━━━━━ Текст для чтения

Кристина Ополайс: «Я на сцене сумасшедшая, я себя не берегу»
Бывшая хористка Латвийской оперы о своем превращении в международную оперную звезду
Сегодня на обеих сценах Большого театра начинаются гастроли Латвийской национальной оперы. Самый живой музыкальный театр постсоветского пространства, подчеркнуто европейский, но русскоговорящий, довольно регулярно показывает в Москве свои новинки. На сей раз привезли два спектакля, оба в постановке шефа театра Андрейса Жагарса: «Лючию ди Ламмермур» и «Евгения Онегина». Рижская версия оперы Чайковского, которая еще дальше от ожидаемых публикой березок, чем московская, надо думать, не пройдет незамеченной. Украшение постановки — Кристина Ополайс в роли Татьяны, одна из визитных карточек Латвийской оперы, певица со стремительно развивающейся международной карьерой, приехавшая в Москву после дебюта в нью-йоркской Метрополитен.
— Ну как она, Мет?
— Хорошо! Впечатления замечательные. Город понравился, театр понравился, публика понравилась и опера, которую я исполняла, тоже понравилась — это была «Ласточка» Пуччини. Я раньше мало что знала об этой опере, я думала, что это что-то легкое, почти опереточное. Но это оказалось не так. Очень я полюбила эту роль.
— Тебе твой агент советует, что петь, что не петь, на что соглашаться, от чего отказываться, как планировать свою творческую жизнь? Или ты сама решаешь? Или когда предлагает что-то Метрополитен, то вариантов нет?
— Конечно, считается, что если Метрополитен что-то предлагает, то надо ехать. Потому что Нью-Йорк — столица мира, а Метрополитен — главный оперный театр для певца. Это так. Кто там не поет, кто там не мил, может говорить что угодно, но это так, это главный театр. Все хотят туда попасть. Но у меня сложилось все необычно. Я сначала им отказала. Я должна была там дебютировать в 2010 году в роли Мюзетты (вторая женская партия в опере «Богема». — Ред.), но не в новой постановке. И на этот же период поступило предложение о «Русалке» Дворжака в Баварской опере. Мы с моим агентом оба считали, что надо выбирать «Русалку». В Баварской опере это новая постановка, главная роль, известный режиссер Мартин Кушей, вся пресса будет. А в Метрополитен это возобновление старого спектакля, второстепенная роль. И мы пошли на риск, отказали Метрополитен. Конечно, многие мои знакомые говорили, что это плохая идея, потому что больше не пригласят. Но все прошло гладко, без ссор. И мне предложили в Метрополитен дебютировать в 2014 году в роли Мими (тоже «Богема», но уже главная роль. — Ред.). А уже после моего дебюта в Ковент-Гардене в роли Баттерфляй, куда приехали люди из Метрополитен, и в Нью-Йорке дебют ускорился. Нашли, что мне спеть пораньше, — «Ласточку».

━━━━━━━━━━

Задания
a: Ответьте по интервью с Кристиной Ополайс:
(i) Какие два спектакля Латвийская национальная опера привезла на этот раз?
(ii) Какую оперу Пуччини Ополайс исполняла в Метрополитен?
(iii) Кто режиссёр «Русалки» в Баварской опере?
b: Перепишите без изменений фрагмент интервью начиная со слов «Бывшая хористка Латвийской» и заканчивая словами «в нью-йоркской Метрополитен.».
Материал, приведённый далее, с интервью не связан.

━━━━━ Материал

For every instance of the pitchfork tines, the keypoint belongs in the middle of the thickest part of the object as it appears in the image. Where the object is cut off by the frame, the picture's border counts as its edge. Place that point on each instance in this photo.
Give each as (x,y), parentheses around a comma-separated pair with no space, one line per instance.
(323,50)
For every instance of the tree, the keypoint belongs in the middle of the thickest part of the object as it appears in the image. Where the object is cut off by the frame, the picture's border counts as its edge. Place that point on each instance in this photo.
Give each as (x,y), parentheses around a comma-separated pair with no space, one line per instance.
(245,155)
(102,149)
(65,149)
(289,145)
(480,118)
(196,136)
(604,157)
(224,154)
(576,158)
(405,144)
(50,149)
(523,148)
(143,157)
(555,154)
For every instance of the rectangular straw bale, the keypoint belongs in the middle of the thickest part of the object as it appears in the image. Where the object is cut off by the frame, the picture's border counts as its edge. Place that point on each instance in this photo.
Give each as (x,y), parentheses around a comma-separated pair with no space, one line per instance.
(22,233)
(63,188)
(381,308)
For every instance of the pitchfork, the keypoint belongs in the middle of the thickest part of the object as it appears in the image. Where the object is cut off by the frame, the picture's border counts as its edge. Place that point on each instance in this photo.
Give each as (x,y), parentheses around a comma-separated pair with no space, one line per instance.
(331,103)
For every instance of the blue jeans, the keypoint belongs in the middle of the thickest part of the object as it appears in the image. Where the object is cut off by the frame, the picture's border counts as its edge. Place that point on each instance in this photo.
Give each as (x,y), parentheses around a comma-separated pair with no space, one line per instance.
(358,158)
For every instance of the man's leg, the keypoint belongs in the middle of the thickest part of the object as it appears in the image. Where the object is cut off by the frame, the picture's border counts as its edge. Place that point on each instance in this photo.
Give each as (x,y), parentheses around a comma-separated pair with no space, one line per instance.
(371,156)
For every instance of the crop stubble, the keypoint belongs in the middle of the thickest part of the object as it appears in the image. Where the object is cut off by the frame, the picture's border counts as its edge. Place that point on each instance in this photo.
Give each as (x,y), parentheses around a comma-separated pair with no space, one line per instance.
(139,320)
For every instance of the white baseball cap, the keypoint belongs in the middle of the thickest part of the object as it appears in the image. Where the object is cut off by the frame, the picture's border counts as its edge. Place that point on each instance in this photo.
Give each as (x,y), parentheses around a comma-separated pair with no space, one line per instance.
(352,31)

━━━━━━━━━━
━━━━━ Материал

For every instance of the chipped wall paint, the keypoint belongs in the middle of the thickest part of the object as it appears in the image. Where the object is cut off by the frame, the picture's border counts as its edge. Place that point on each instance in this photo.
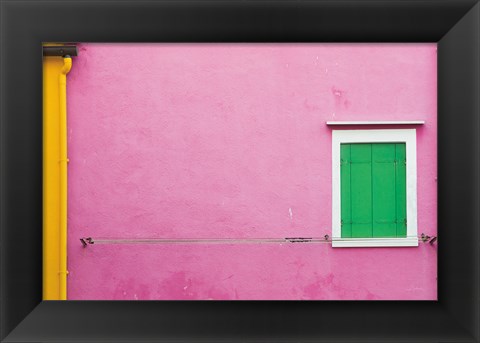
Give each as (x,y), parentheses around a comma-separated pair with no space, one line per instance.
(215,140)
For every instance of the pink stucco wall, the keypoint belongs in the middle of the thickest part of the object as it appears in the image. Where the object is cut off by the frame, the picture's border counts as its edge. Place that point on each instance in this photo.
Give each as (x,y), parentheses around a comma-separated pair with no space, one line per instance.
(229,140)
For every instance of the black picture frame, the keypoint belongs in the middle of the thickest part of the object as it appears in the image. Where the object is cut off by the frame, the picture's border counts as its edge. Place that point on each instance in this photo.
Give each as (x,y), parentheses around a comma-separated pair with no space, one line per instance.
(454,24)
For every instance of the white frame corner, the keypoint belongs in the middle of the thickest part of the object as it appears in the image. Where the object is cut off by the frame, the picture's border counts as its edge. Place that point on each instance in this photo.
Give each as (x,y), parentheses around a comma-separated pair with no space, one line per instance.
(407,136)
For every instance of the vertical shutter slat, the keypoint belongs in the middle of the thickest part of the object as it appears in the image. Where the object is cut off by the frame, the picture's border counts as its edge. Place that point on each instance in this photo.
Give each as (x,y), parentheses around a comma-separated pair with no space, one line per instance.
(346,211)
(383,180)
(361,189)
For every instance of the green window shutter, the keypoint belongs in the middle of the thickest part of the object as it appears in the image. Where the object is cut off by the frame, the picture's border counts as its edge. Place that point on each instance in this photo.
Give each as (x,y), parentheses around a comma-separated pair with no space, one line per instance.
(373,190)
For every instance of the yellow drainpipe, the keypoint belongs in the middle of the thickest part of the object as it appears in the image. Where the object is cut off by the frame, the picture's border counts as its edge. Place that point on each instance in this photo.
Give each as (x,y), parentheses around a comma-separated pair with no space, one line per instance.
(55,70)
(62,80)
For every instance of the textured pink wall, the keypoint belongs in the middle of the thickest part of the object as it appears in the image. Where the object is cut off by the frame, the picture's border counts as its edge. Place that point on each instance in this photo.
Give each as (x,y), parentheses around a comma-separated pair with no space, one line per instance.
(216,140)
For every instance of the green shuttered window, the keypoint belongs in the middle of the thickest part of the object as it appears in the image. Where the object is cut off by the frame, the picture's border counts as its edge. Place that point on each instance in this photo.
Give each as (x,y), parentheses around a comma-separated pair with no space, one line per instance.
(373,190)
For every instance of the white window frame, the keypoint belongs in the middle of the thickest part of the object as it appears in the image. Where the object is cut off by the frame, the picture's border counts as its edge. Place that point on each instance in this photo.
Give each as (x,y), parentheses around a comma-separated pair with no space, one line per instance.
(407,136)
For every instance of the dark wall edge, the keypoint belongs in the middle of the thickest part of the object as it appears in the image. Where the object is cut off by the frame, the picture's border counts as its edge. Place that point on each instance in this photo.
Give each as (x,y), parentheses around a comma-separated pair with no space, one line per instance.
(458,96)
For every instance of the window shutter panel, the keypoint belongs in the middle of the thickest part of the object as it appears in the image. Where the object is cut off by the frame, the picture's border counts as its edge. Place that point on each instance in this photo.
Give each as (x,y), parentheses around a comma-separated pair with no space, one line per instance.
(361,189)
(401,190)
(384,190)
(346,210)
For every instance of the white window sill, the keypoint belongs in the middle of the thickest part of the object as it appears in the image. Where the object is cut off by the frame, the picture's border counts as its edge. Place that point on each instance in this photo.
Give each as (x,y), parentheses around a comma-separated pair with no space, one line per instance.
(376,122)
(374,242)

━━━━━━━━━━
━━━━━ Материал

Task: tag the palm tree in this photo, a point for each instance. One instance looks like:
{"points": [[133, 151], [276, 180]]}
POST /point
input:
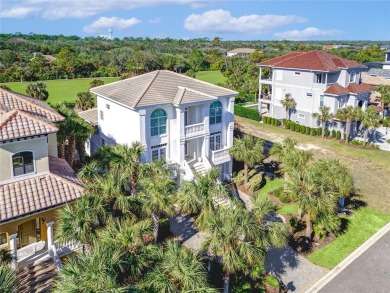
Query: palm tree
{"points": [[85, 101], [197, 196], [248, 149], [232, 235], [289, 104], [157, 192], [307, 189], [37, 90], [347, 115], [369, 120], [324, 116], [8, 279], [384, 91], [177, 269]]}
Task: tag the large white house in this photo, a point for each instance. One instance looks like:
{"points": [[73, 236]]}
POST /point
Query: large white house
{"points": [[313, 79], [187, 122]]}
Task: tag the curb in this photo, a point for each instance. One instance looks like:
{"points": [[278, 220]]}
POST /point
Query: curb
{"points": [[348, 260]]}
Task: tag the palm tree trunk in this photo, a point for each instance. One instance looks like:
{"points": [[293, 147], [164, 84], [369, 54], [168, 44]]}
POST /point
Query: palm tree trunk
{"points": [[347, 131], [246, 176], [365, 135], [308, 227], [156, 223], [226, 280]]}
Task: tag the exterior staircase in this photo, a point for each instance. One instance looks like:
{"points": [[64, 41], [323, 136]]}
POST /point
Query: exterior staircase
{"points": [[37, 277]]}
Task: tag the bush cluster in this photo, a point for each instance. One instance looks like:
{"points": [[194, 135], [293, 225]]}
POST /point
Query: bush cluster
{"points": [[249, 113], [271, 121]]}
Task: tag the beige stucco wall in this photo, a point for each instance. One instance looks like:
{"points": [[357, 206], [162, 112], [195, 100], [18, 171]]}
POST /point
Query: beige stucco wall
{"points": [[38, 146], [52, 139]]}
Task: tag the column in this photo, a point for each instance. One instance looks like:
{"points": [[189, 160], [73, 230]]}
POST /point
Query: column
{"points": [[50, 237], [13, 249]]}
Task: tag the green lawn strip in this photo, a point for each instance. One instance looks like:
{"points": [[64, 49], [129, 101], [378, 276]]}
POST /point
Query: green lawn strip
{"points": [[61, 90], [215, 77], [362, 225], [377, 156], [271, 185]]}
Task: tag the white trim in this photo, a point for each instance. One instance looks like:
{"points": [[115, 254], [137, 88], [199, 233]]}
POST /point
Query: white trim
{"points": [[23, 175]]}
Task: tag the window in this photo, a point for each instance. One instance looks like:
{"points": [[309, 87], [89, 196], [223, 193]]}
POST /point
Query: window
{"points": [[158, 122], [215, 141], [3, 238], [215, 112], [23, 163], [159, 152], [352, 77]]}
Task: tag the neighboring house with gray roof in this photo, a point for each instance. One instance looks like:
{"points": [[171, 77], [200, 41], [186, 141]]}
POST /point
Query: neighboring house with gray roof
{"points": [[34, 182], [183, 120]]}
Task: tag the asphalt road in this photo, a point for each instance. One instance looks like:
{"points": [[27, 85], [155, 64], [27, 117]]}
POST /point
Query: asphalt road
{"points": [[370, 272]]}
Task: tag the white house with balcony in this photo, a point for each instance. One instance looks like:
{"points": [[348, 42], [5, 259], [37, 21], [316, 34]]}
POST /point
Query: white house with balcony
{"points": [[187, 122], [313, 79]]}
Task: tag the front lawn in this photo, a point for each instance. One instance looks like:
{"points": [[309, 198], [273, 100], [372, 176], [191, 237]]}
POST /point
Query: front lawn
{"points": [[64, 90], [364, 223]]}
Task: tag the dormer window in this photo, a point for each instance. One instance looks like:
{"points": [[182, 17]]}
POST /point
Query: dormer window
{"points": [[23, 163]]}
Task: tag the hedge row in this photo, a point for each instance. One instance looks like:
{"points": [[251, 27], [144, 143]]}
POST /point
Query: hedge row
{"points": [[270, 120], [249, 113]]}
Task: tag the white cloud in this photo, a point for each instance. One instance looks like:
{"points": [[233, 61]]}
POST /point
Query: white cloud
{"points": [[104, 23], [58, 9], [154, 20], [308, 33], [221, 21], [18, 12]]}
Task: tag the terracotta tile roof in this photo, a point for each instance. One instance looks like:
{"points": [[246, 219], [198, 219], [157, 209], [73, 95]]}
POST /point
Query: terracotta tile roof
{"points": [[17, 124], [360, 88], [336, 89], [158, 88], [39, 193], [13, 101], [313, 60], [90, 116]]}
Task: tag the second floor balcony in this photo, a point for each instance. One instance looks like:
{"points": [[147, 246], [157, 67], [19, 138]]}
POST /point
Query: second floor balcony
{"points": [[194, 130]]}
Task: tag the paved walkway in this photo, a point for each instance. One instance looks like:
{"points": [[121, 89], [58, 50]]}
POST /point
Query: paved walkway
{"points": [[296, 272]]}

━━━━━━━━━━

Ответы
a:
(i) «Лючию ди Ламмермур» и «Евгения Онегина».
(ii) «Ласточку».
(iii) Мартин Кушей.

b:
Бывшая хористка Латвийской оперы о своем превращении в международную оперную звезду
Сегодня на обеих сценах Большого театра начинаются гастроли Латвийской национальной оперы. Самый живой музыкальный театр постсоветского пространства, подчеркнуто европейский, но русскоговорящий, довольно регулярно показывает в Москве свои новинки. На сей раз привезли два спектакля, оба в постановке шефа театра Андрейса Жагарса: «Лючию ди Ламмермур» и «Евгения Онегина». Рижская версия оперы Чайковского, которая еще дальше от ожидаемых публикой березок, чем московская, надо думать, не пройдет незамеченной. Украшение постановки — Кристина Ополайс в роли Татьяны, одна из визитных карточек Латвийской оперы, певица со стремительно развивающейся международной карьерой, приехавшая в Москву после дебюта в нью-йоркской Метрополитен.